<<<<

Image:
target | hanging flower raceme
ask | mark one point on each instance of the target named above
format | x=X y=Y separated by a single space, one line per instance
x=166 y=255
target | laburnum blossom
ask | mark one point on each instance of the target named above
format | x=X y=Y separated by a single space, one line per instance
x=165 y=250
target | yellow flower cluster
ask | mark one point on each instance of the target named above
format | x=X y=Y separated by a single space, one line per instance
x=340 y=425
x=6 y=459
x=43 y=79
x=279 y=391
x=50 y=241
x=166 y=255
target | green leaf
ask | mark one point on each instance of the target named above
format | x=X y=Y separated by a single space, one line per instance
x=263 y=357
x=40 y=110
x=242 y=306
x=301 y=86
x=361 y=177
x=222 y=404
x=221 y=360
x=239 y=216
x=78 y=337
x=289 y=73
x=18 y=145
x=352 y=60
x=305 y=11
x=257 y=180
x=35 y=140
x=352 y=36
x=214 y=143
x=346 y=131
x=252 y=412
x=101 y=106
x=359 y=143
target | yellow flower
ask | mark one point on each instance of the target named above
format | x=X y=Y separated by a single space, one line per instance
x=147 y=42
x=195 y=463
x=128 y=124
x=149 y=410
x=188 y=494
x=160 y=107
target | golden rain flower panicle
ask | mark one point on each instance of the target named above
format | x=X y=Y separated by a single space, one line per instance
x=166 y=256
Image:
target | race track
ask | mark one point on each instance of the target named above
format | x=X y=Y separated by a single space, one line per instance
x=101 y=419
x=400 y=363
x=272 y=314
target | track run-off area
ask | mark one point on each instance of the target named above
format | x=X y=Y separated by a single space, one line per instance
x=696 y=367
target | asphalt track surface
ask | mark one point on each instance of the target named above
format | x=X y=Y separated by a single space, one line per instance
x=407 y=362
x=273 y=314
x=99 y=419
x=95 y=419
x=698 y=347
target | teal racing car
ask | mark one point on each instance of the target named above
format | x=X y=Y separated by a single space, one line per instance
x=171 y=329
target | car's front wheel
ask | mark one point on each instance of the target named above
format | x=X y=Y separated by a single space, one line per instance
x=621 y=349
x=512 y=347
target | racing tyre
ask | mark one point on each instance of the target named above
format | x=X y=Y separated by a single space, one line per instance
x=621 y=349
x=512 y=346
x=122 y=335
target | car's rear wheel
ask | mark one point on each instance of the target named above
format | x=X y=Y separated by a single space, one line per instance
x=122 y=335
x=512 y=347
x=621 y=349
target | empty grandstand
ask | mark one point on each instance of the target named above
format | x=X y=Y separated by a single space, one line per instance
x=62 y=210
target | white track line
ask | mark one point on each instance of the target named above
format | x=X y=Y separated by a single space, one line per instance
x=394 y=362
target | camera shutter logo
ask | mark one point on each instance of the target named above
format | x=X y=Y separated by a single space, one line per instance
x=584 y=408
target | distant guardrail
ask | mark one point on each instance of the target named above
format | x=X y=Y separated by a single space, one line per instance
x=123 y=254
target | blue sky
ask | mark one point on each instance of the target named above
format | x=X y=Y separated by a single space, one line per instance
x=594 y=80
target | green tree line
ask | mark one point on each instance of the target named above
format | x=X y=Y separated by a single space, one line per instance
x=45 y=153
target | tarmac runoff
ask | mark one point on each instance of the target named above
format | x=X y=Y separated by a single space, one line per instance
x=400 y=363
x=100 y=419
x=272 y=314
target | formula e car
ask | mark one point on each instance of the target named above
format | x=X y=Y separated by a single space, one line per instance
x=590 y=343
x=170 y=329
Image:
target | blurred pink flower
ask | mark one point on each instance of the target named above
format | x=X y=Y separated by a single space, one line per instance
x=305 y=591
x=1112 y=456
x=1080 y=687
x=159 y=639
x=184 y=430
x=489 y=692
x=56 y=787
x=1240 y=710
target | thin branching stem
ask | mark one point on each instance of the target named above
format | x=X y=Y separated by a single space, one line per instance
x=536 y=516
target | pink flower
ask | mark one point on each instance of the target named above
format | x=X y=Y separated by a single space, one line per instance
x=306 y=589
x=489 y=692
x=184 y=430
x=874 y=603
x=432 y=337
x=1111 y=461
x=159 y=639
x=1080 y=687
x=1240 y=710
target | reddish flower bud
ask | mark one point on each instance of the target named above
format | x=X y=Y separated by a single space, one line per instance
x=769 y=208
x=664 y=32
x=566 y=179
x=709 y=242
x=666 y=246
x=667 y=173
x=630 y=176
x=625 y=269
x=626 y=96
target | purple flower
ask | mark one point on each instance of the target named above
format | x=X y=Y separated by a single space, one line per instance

>>>>

SHORT TASK: Reproduce the data between the lines containing "target | golden rain flower panicle" and "x=584 y=408", inclusive, with the requests included, and shift every coordinate in the answers by adding 75 to each number.

SOLUTION FOR THIS PROBLEM:
target | golden rain flower panicle
ask | mark one point on each instance of the target named above
format | x=X y=Y separated by a single space, one line per instance
x=241 y=331
Image:
target | race track
ask | mark one point on each instance of the target named above
format | x=X y=Y separated by a single space, one line per instance
x=176 y=494
x=475 y=438
x=347 y=389
target | track run-off area
ask | mark one point on each instance of the target named above
format | x=X y=Y separated by a single space, one line per instance
x=771 y=442
target | asphalt track surface
ask | mark one point on each instance of the target named above
format | x=X y=Y separated by a single space, one line per instance
x=482 y=437
x=348 y=389
x=174 y=494
x=170 y=494
x=773 y=422
target | teal racing car
ask | mark one point on each instance of the target named above
format | x=X y=Y separated by a single space, one line per instance
x=246 y=404
target | car's front wheel
ask | mark one point on each instance of the target named above
format | x=X y=Y separated by a single space, one line per instance
x=696 y=424
x=587 y=422
target | racing tyre
ask | mark one point on each instance of the target named above
format | x=X y=Y separated by a single space, one line per instance
x=696 y=424
x=587 y=421
x=197 y=410
target | car's rear wheel
ask | mark one point on each instance of the target named above
format | x=X y=Y separated by a single space, one line per instance
x=197 y=410
x=587 y=422
x=696 y=424
target | empty grandstand
ask | mark one point on each instance of the target named above
format | x=X y=Y separated by a single space, one line per instance
x=137 y=285
target | white track line
ask | mark one point on each instance of the target named above
format | x=X y=Y separated by a single space, one line per instance
x=469 y=437
target | camera shutter logo
ask | mark one point on each instance of the target named above
format | x=X y=Y separated by a single space, one line per instance
x=659 y=483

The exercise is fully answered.